▸ **Short problem 1**:
In the Collection entries rows, starting at the line that contains "Detect brick chimney across the entire image." and ending at the end of the rows, substitute "throughout the whole image" for "across the entire image" and give those lines again with everything else unchanged. Leave the pictures out of your answer.

# Dealing with a organizer.



## cccp sparky (Nov 5, 2011)

Anybodys have to doing this? What trickerys do they do?


----------



## HARRY304E (Sep 15, 2010)

cccp sparky said:


> Anybodys have to doing this? What trickerys do they do?


Don't wait to find out Fire him.


----------



## don_resqcapt19 (Jul 18, 2010)

If you don't want to spend a lot of money and time in court, you need to consult a labor lawyer before you do anything.


----------



## Loose Neutral (Jun 3, 2009)

organizer or salt?


----------



## B4T (Feb 10, 2009)

I know a 'community organizer" that will be out of work in (282) days and looking for a new gig.. :laughing::thumbup::laughing:


----------



## Loose Neutral (Jun 3, 2009)

Stop. Who's going to replace him. Romney, how can you identify with that cat.


----------



## B4T (Feb 10, 2009)

No names.. this is a family friendly forum..


----------



## HARRY304E (Sep 15, 2010)

Loose Neutral said:


> Stop. Who's going to replace him. Romney, how can you identify with that cat.


They are both swimming in money so you would have to judge them by which one gives more to charity......:laughing::thumbup:


----------



## BBQ (Nov 16, 2010)

B4T said:


> No names.. this is a family friendly forum..


Remember guys, B4T is the decider of what is right and what is wrong.

He can bring politics into the thread but stop others from doing so.

It is the only right way. :laughing::laughing:


----------



## BBQ (Nov 16, 2010)

HARRY304E said:


> They are both swimming in money so you would have to judge them by which one gives more to charity......:laughing::thumbup:


Which one has the family values that better fit the conservative party?


----------



## B4T (Feb 10, 2009)

BBQ said:


> Remember guys, B4T is the decider of what is right and what is wrong.
> 
> He can bring politics into the thread but stop others from doing so.
> 
> It is the only right way. :laughing::laughing:


Not too long ago you were telling Dennis how to run this forum.. :laughing:


----------



## electricmanscott (Feb 11, 2010)

Loose Neutral said:


> Stop. Who's going to replace him. Romney, how can you identify with that cat.


:laughing: :laughing: :laughing: I love that one.

[Collection entries]

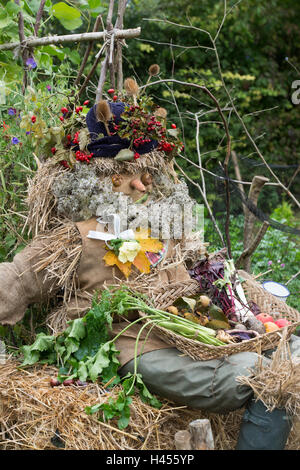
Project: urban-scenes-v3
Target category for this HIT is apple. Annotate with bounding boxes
[275,318,291,328]
[256,313,275,323]
[264,321,279,333]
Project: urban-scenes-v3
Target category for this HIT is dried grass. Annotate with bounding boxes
[237,330,300,416]
[33,221,82,302]
[0,359,300,450]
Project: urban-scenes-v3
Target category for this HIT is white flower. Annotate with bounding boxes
[118,240,141,263]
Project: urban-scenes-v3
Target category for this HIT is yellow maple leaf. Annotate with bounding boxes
[139,238,163,253]
[135,228,163,253]
[103,251,131,277]
[133,251,151,274]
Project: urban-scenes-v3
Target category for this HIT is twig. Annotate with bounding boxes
[115,0,127,92]
[78,43,106,96]
[15,0,28,95]
[140,79,232,258]
[174,161,225,247]
[34,0,46,36]
[235,222,270,269]
[74,15,101,87]
[96,55,108,102]
[231,150,246,215]
[0,28,141,51]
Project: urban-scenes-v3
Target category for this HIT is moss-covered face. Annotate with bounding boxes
[112,172,153,202]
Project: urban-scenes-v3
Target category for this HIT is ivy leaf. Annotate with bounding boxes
[21,333,55,366]
[52,2,82,31]
[88,341,119,382]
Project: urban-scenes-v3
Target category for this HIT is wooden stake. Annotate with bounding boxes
[174,431,192,450]
[189,419,214,450]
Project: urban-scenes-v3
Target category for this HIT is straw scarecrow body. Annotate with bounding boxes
[0,96,300,448]
[0,103,195,365]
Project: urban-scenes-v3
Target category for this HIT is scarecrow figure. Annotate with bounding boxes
[0,85,300,449]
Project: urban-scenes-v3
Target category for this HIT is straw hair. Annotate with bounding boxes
[25,150,177,236]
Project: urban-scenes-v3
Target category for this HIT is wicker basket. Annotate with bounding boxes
[140,279,300,361]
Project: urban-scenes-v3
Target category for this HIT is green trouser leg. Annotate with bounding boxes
[236,399,292,450]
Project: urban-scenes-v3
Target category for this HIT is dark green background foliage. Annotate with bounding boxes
[0,0,300,342]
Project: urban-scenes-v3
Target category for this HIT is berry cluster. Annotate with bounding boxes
[118,103,183,158]
[75,150,93,163]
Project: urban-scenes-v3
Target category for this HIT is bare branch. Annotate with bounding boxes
[0,28,141,51]
[235,221,270,272]
[74,15,101,86]
[34,0,46,36]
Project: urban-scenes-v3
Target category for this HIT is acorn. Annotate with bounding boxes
[111,175,123,187]
[141,173,152,186]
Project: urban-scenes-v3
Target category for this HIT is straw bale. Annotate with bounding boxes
[0,358,300,450]
[33,221,82,302]
[237,329,300,416]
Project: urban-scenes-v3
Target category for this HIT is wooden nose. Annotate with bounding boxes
[130,178,146,193]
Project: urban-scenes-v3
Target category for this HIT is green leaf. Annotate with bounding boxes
[0,9,13,29]
[53,2,82,31]
[167,128,180,139]
[40,44,66,60]
[115,149,134,162]
[5,1,21,17]
[21,333,55,366]
[88,0,102,10]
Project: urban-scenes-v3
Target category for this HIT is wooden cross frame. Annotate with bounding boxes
[0,0,141,101]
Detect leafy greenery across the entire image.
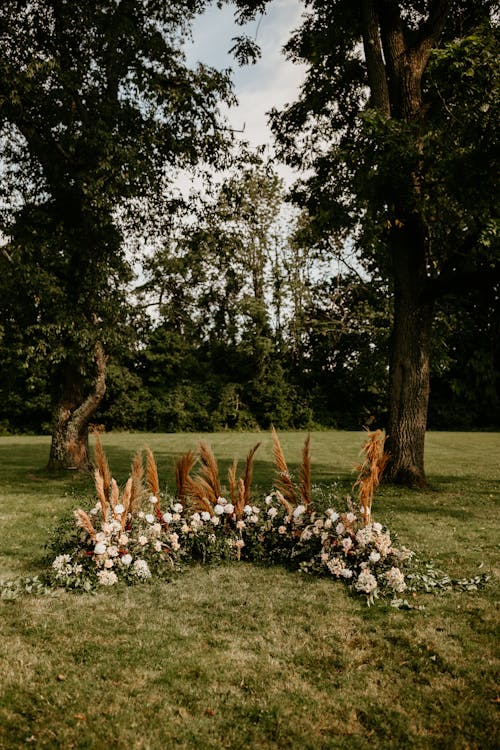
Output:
[0,432,499,750]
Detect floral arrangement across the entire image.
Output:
[43,430,488,607]
[46,430,418,604]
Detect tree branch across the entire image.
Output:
[361,0,391,117]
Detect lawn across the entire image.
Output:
[0,432,500,750]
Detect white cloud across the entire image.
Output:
[186,0,304,169]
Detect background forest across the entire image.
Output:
[0,0,500,446]
[0,163,500,434]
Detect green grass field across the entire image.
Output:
[0,432,500,750]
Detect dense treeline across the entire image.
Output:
[0,165,500,432]
[0,0,500,486]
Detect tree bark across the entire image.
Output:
[386,214,434,487]
[48,343,106,471]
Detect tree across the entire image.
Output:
[0,0,232,468]
[233,0,499,485]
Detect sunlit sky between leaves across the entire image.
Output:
[186,0,304,182]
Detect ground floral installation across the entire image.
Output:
[43,430,418,604]
[43,430,488,608]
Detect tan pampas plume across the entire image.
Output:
[146,447,160,500]
[175,451,198,500]
[353,430,389,526]
[272,427,297,505]
[299,435,311,509]
[129,451,144,511]
[276,490,293,517]
[109,479,120,512]
[94,434,111,498]
[227,459,238,508]
[233,477,247,524]
[243,443,260,505]
[120,477,134,531]
[74,508,96,539]
[199,443,222,503]
[94,469,108,521]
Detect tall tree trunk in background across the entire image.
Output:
[386,215,433,486]
[48,343,106,471]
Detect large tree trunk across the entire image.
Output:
[48,343,106,471]
[386,215,433,486]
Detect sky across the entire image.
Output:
[186,0,304,182]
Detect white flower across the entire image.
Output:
[375,532,392,557]
[356,526,372,547]
[97,570,118,586]
[385,568,406,594]
[340,568,353,578]
[354,570,377,594]
[340,536,352,552]
[149,523,161,539]
[52,555,73,578]
[133,560,151,580]
[326,556,344,576]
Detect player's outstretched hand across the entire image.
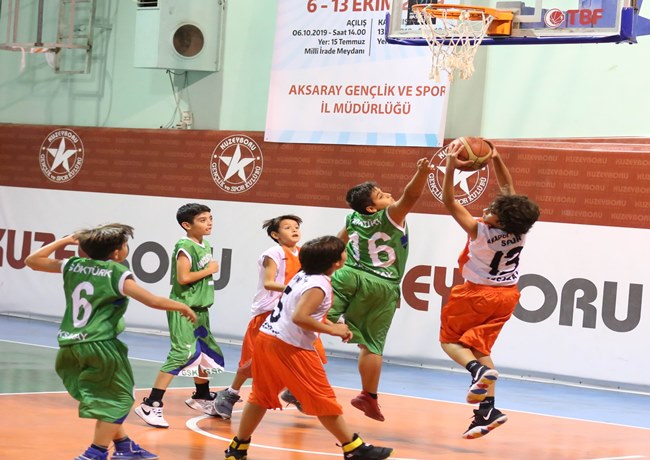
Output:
[205,260,219,273]
[332,323,352,343]
[447,143,473,169]
[179,305,196,323]
[416,158,435,173]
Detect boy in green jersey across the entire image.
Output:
[25,224,196,460]
[328,158,434,422]
[135,203,224,428]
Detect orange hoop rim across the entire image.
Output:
[412,3,504,21]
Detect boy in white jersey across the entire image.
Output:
[440,139,539,439]
[135,203,224,428]
[214,214,302,419]
[225,236,393,460]
[328,158,434,422]
[25,224,196,460]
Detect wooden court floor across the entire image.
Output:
[0,388,650,460]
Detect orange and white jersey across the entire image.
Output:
[458,220,526,286]
[251,244,300,316]
[260,271,332,350]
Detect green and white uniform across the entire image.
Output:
[55,257,134,423]
[328,209,408,355]
[160,238,224,377]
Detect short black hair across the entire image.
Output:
[176,203,210,227]
[298,235,345,275]
[489,195,539,236]
[345,182,377,215]
[75,223,133,260]
[262,214,302,243]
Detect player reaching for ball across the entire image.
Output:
[440,139,539,439]
[446,137,494,171]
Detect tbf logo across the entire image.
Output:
[210,134,263,193]
[38,129,84,183]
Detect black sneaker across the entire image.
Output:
[467,366,499,404]
[224,436,251,460]
[463,408,508,439]
[341,433,393,460]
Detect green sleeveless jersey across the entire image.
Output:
[345,209,408,283]
[57,257,133,346]
[169,238,214,308]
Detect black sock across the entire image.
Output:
[465,359,482,377]
[192,382,212,399]
[90,444,108,452]
[478,396,494,412]
[144,388,165,406]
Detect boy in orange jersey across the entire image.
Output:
[440,140,539,439]
[225,236,393,460]
[214,214,302,420]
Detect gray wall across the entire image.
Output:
[0,0,650,138]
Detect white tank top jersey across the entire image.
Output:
[251,244,298,316]
[260,271,332,350]
[460,221,526,286]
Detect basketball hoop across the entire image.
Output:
[413,4,513,82]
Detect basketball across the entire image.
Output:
[456,137,492,171]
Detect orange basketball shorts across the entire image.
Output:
[237,311,327,379]
[248,332,343,417]
[440,281,520,355]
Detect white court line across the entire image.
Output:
[584,455,646,460]
[185,414,418,460]
[0,339,650,432]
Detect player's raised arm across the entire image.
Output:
[492,146,515,195]
[387,158,434,225]
[25,234,79,273]
[442,144,478,239]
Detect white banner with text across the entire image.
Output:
[264,0,449,147]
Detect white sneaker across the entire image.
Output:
[185,392,217,417]
[134,399,169,428]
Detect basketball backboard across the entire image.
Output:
[386,0,650,45]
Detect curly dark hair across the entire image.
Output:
[298,235,345,275]
[176,203,210,227]
[262,214,302,243]
[75,224,133,260]
[345,182,377,215]
[489,195,539,236]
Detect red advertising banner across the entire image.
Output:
[0,124,650,228]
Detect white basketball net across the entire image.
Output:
[414,9,494,83]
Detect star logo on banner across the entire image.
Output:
[427,150,490,206]
[219,145,255,181]
[437,166,478,195]
[38,129,84,183]
[47,138,77,172]
[210,134,263,193]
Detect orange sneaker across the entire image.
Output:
[351,391,385,422]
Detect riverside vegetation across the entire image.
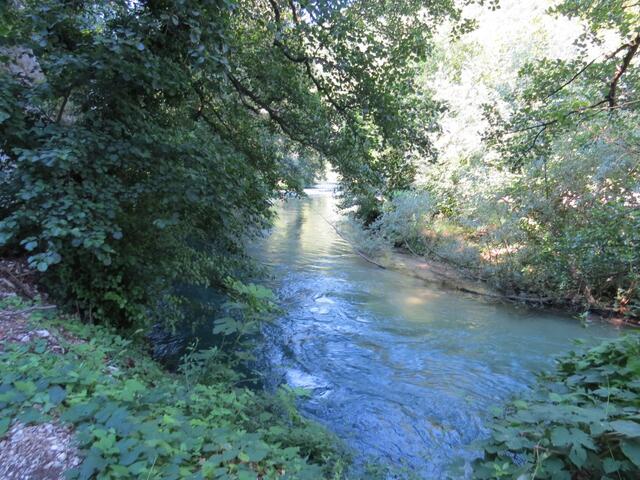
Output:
[0,0,640,479]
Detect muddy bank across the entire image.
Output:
[375,249,640,327]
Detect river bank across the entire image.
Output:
[0,262,347,480]
[354,245,640,327]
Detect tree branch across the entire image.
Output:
[607,35,640,108]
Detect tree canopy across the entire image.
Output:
[0,0,464,322]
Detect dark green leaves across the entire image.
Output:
[475,335,640,479]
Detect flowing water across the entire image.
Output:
[252,184,616,478]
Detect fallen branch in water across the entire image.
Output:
[318,212,387,270]
[0,305,56,317]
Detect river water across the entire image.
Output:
[257,186,616,479]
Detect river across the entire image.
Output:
[256,186,617,479]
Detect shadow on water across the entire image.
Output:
[248,183,616,478]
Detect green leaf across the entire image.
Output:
[569,445,587,468]
[551,427,571,447]
[620,440,640,467]
[49,385,67,405]
[0,417,11,438]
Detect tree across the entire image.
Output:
[0,0,459,324]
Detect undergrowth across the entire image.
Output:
[0,299,346,480]
[474,334,640,480]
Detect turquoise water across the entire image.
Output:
[256,187,617,478]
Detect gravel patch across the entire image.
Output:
[0,422,81,480]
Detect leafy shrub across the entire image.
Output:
[474,334,640,480]
[0,302,344,480]
[371,190,435,251]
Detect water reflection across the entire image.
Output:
[257,184,616,478]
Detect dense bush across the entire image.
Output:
[0,0,458,325]
[0,298,346,480]
[474,335,640,480]
[362,1,640,316]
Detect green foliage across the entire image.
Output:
[0,0,464,325]
[362,0,640,316]
[474,335,640,479]
[0,308,345,480]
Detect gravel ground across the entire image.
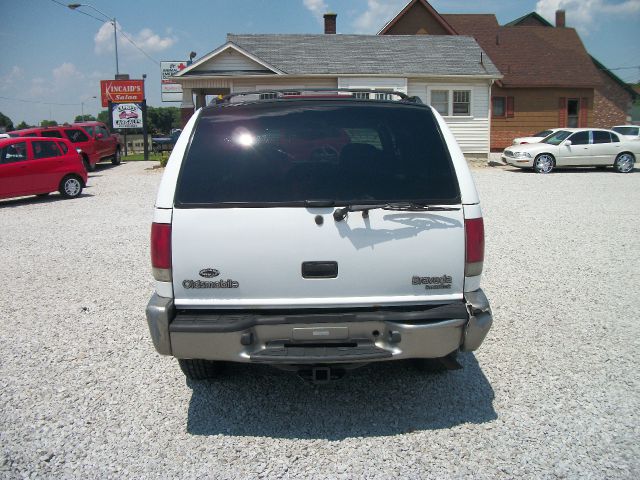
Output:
[0,162,640,479]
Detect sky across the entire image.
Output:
[0,0,640,125]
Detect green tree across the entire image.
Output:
[98,110,109,125]
[74,113,96,122]
[0,112,13,132]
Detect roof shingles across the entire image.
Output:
[227,34,501,78]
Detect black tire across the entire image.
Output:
[613,152,636,173]
[58,175,84,198]
[111,148,122,165]
[82,156,96,172]
[178,358,221,380]
[533,153,556,173]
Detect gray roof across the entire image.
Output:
[227,33,501,77]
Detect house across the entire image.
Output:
[174,14,502,155]
[379,0,635,150]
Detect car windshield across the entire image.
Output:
[613,127,640,135]
[176,101,460,207]
[541,130,571,145]
[533,130,553,137]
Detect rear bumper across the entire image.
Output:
[147,290,493,364]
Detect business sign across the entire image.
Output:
[112,103,142,128]
[100,80,144,107]
[160,62,187,102]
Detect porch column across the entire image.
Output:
[180,87,194,128]
[196,90,207,110]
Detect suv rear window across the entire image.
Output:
[175,100,460,207]
[40,130,62,138]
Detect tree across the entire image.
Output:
[74,113,96,122]
[0,112,13,132]
[98,110,109,125]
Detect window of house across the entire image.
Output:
[453,90,471,117]
[491,97,507,117]
[431,90,449,117]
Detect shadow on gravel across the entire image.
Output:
[187,353,497,440]
[0,191,94,209]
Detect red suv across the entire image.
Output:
[9,122,122,172]
[0,137,87,198]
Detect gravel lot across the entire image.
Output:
[0,162,640,479]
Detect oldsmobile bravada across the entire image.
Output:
[146,90,492,381]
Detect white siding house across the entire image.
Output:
[175,34,501,155]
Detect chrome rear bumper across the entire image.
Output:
[147,290,493,364]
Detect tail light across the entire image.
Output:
[464,217,484,277]
[151,223,171,282]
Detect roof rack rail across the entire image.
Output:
[209,88,422,105]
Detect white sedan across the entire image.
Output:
[502,128,640,173]
[512,128,560,145]
[611,125,640,140]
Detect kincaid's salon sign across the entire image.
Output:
[112,103,142,128]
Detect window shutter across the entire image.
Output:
[507,97,515,118]
[558,97,567,128]
[579,97,589,127]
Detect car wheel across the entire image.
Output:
[533,153,556,173]
[82,157,96,172]
[613,152,636,173]
[59,175,82,198]
[178,358,221,380]
[111,148,122,165]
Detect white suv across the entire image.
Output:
[146,91,492,381]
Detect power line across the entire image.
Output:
[0,95,80,107]
[51,0,160,65]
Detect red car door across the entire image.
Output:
[0,140,29,198]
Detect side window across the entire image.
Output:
[64,128,89,143]
[0,142,27,163]
[569,131,589,145]
[32,141,61,159]
[593,130,611,143]
[40,130,62,138]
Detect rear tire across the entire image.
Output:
[533,153,556,173]
[613,152,636,173]
[59,175,83,198]
[111,148,122,165]
[178,358,221,380]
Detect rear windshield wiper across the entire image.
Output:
[333,202,460,222]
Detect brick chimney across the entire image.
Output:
[324,13,338,33]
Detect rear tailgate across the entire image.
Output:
[172,208,464,307]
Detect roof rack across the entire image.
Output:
[209,88,422,105]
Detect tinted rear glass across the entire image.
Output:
[40,130,62,138]
[176,100,460,207]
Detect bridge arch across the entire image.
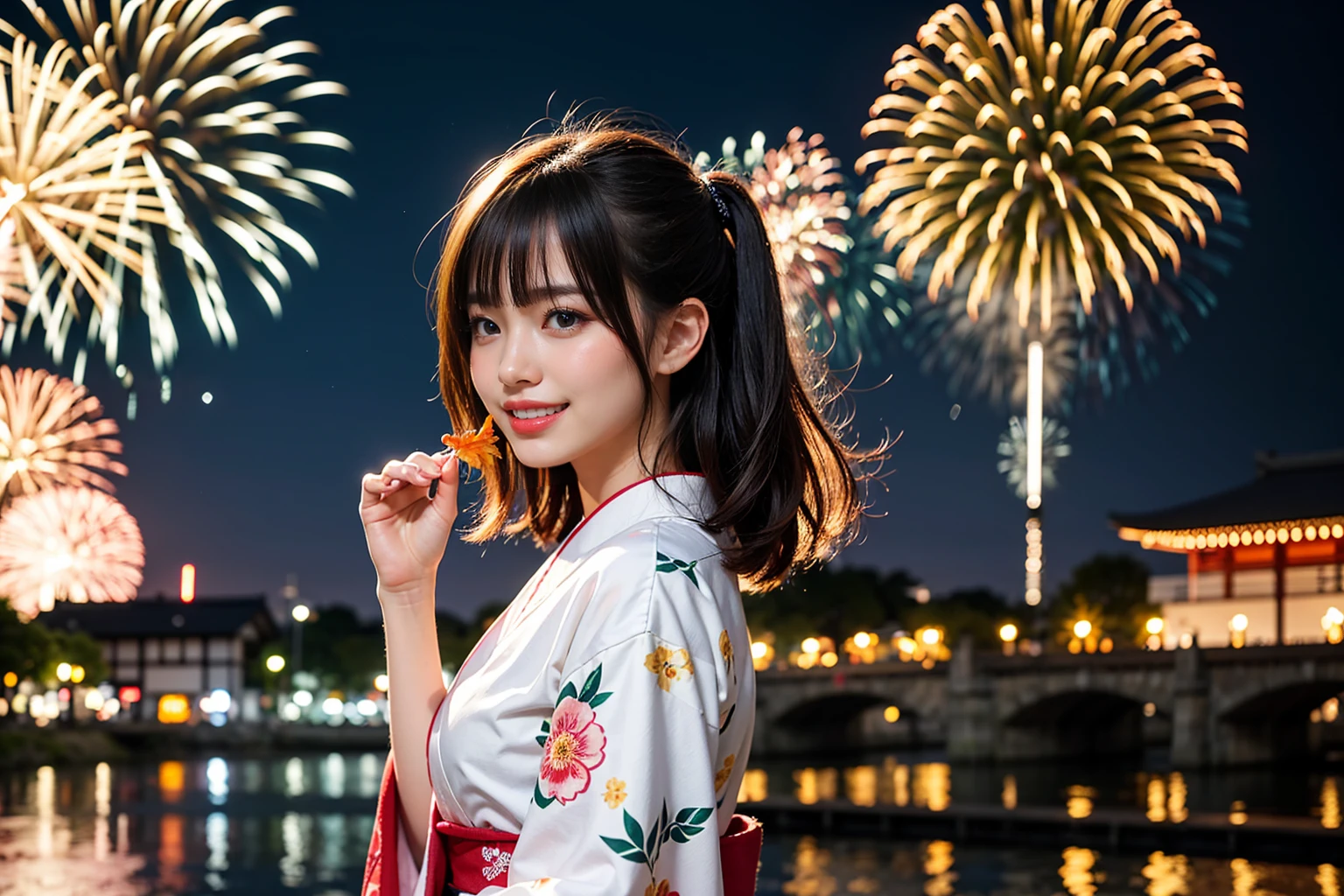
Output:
[1218,677,1344,725]
[996,688,1148,759]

▸ **Short problem 2**:
Answer these questions from the forum thread about dealing with an organizer:
(a) Who does don_resqcapt19 say to consult before doing anything?
(b) In how many days does B4T say a "community organizer" will be out of work?
(c) According to HARRY304E, by what would you have to judge the two men who are both swimming in money?

▸ **Task solution 1**:
Detect brick chimney throughout the whole image.
Output:
[324,13,338,33]
Detect rear tailgate throughout the whole image.
Output:
[172,208,464,307]
Detect roof rack throughout the whole image.
Output:
[209,88,422,105]
Detect tinted rear glass throughout the whole image.
Output:
[40,130,62,138]
[176,100,460,207]
Detect bridge arch throughout the whole image.
Output:
[1218,677,1344,725]
[996,688,1148,759]

▸ **Task solution 2**:
(a) A labor lawyer.
(b) 282 days.
(c) By which one gives more to charity.